= Beginning of Section =

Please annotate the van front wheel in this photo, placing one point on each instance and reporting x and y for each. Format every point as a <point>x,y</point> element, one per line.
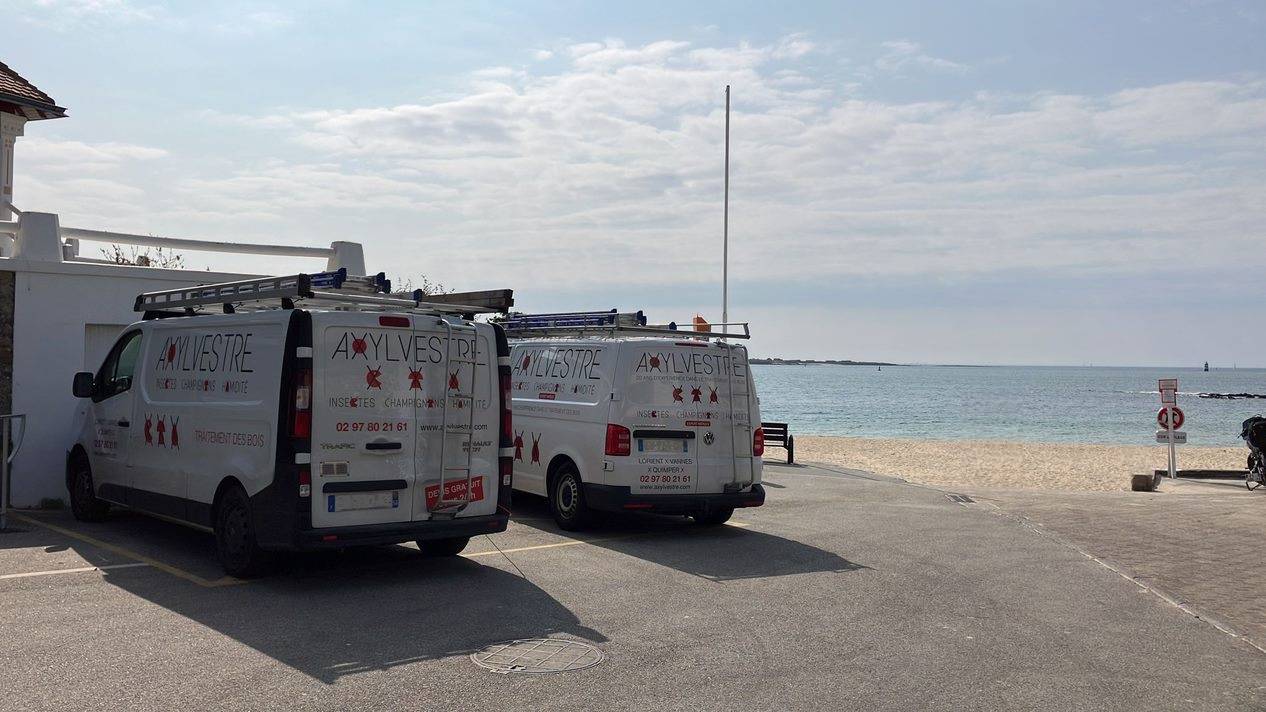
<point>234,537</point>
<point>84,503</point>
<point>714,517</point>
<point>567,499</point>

= End of Section =
= Beginning of Section =

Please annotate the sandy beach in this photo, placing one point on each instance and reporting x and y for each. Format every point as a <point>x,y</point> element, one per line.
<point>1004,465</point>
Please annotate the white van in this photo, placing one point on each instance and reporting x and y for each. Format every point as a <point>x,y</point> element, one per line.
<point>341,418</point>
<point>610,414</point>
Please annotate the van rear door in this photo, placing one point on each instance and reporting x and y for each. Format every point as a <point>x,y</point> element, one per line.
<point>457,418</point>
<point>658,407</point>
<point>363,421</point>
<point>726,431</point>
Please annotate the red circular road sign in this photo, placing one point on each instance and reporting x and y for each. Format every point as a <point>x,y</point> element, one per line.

= End of Section =

REQUIREMENT
Working from the material above, restate word for word the lines between the line with "Please annotate the van rear" and the line with "Please annotate the red", both included, and only those.

RESULT OF THIS TASK
Please annotate the van rear door in this photo, placing one point on each instance and reporting x and y for each. Format every point as a <point>x,y</point> element, one per line.
<point>457,418</point>
<point>658,407</point>
<point>363,421</point>
<point>726,431</point>
Please annotate the red circular road sign in this photo, placing one point on each instance and reporting x and y for each. Format every point as a <point>x,y</point> element, one per line.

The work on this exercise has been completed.